▶ **Task details**:
Can you reproduce the data below with each "one marker apiece" replaced by "one point per object" and everything else left unchanged?
════
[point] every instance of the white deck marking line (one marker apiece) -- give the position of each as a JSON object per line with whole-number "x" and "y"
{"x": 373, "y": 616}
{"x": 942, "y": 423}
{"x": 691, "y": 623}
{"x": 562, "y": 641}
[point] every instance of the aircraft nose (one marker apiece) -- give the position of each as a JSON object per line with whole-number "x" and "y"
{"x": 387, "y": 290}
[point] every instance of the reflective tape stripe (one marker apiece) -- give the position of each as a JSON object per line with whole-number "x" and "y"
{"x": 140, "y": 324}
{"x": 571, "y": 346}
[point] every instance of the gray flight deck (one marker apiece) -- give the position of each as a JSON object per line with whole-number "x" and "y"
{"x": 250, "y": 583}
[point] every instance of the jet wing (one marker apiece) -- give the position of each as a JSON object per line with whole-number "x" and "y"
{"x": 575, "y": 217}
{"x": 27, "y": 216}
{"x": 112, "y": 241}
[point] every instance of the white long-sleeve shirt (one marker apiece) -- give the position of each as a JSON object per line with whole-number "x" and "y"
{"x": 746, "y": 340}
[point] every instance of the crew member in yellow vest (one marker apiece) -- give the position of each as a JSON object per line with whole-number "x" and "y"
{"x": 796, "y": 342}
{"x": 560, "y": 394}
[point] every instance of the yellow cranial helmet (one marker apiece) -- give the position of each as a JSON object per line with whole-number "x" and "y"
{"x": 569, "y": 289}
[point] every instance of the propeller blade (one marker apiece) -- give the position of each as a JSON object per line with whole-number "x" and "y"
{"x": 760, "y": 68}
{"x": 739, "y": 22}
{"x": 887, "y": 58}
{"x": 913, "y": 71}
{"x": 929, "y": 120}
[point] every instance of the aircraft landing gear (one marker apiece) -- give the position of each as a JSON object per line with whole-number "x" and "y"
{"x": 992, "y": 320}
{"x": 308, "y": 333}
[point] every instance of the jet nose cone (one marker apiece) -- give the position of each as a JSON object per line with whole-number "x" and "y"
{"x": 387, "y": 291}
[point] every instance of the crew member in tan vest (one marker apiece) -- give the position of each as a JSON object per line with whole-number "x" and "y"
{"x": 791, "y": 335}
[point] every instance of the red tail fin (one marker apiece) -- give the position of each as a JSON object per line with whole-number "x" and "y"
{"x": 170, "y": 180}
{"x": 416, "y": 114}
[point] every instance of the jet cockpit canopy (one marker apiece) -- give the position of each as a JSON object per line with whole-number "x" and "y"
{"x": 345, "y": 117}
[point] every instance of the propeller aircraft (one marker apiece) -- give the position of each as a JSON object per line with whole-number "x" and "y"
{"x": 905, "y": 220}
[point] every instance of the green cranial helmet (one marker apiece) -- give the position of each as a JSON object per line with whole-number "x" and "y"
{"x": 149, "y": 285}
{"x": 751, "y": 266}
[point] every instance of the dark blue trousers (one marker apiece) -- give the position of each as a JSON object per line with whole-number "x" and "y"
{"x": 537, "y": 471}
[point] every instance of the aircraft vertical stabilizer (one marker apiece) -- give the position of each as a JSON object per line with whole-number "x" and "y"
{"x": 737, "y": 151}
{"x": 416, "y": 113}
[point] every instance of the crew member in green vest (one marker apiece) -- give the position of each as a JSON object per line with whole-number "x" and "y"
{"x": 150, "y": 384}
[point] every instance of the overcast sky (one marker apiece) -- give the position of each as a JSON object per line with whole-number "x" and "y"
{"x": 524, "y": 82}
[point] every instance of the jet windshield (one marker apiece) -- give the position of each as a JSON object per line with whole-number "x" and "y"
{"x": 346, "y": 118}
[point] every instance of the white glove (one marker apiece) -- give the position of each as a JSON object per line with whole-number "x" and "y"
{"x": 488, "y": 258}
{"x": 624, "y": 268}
════
▶ **Answer for this exercise**:
[point] every instance of the white deck marking line (one point per object) -- give the position of each as a JSON object per line with whole-number "x" and "y"
{"x": 373, "y": 616}
{"x": 942, "y": 423}
{"x": 691, "y": 623}
{"x": 562, "y": 641}
[point] every instance of the aircraft nose (one point per object) -- give the position of each as a JSON object per line with whole-number "x" and "y"
{"x": 387, "y": 290}
[point] every instance of the reflective tape stripe (one point per object) -- give the position of each as a JSON object per line with whole-number "x" and "y"
{"x": 140, "y": 324}
{"x": 571, "y": 346}
[point] every instance of the gray flight deck (one point per object) -- give the position of each as a JSON object per line with whole-number "x" and "y"
{"x": 250, "y": 583}
[point] every instance of the jet wing (one point per object) -- give the position of each as a JSON object per line with whole-number "x" and "y"
{"x": 575, "y": 217}
{"x": 27, "y": 216}
{"x": 112, "y": 241}
[point] every instance of the white long-sleeve shirt (one point per object) -- give the position of each as a JSON object per line with whole-number "x" and "y"
{"x": 746, "y": 340}
[point] every instance of the crew member in yellow vest (one point per object) -- give the position of each as a JSON object per line with whole-number "x" and "y"
{"x": 796, "y": 342}
{"x": 560, "y": 394}
[point] every instance of the yellow cranial helmet (one point per object) -- give the position of each as a JSON object per line with whole-number "x" and "y"
{"x": 569, "y": 289}
[point] every instance of the propeller blade (one point per object) -- give the position of each as a JSON object per line with whole-number "x" and "y"
{"x": 760, "y": 68}
{"x": 739, "y": 22}
{"x": 887, "y": 58}
{"x": 913, "y": 71}
{"x": 929, "y": 120}
[point] every instance of the aircraft landing gear (one point per object) -- give the position of each as a JSON object per line with whole-number "x" and "y"
{"x": 992, "y": 320}
{"x": 308, "y": 333}
[point] every instance of the jet nose cone (one point per object) -- give the position of each as a JSON object per line with whole-number "x" and "y"
{"x": 387, "y": 291}
[point] every instance of the crew member in tan vest (one point per object) -- give the position of each as a JSON object per line with whole-number "x" and "y"
{"x": 791, "y": 335}
[point] every instance of the red tail fin (one point per object) -- give the position of each as a JSON object per line with whole-number "x" and "y"
{"x": 170, "y": 180}
{"x": 416, "y": 114}
[point] every instance of the jet cockpit canopy (one point per object) -- give the position of each as a JSON object per line with whole-number "x" and "y"
{"x": 345, "y": 117}
[point] every instance of the propeller aircraft (one point per object) -- give the position of each as a JSON object per line with whole-number "x" and "y"
{"x": 905, "y": 220}
[point] every instance of the green cranial helmet (one point per object) -- give the position of each as a JSON object per line with whole-number "x" and "y"
{"x": 149, "y": 285}
{"x": 751, "y": 266}
[point] every instance of the dark blue trousers (one point per object) -- give the position of each as a JSON object per line with whole-number "x" and "y"
{"x": 537, "y": 471}
[point] every instance of the aircraft vertical stabilizer (one point per object) -- give the position of each as a JSON object per line with whole-number "x" and "y"
{"x": 737, "y": 151}
{"x": 416, "y": 113}
[point] every instance of the crew member in green vest (one point per object) -- give the position of each as a JSON object per line with whole-number "x" and "y"
{"x": 150, "y": 384}
[point] every instance of the overcast sky (one point per object) -- give the position of each as a JSON object per line with whole-number "x" and "y"
{"x": 524, "y": 82}
[point] every instance of the jet windshield (one point per object) -- give the position of each as a JSON object per line with whole-number "x" and "y"
{"x": 346, "y": 118}
[point] every instance of the white glove (one point per object) -- give the position of each as a JSON object per line with whole-number "x" and "y"
{"x": 488, "y": 258}
{"x": 624, "y": 268}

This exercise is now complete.